== Objective ==
From the records below, keep only the lines that contain the word "every", matching case exactly, and copy each one out in full.

····················

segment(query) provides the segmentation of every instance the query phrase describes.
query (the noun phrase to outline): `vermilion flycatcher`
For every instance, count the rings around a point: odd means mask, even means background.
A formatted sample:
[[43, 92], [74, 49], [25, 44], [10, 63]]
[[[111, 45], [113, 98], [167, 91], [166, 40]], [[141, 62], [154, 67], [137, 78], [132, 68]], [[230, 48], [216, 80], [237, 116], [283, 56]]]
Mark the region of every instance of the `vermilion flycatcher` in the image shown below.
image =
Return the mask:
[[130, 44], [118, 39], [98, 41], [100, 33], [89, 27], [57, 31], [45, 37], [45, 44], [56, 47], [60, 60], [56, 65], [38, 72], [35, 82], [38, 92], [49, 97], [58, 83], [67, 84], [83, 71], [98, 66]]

····················

== Complete response ==
segment(query) provides the segmentation of every instance the query phrase describes.
For every instance, count the rings around a point: odd means mask, even means background.
Mark the region of every instance of the `vermilion flycatcher` in the image shown below.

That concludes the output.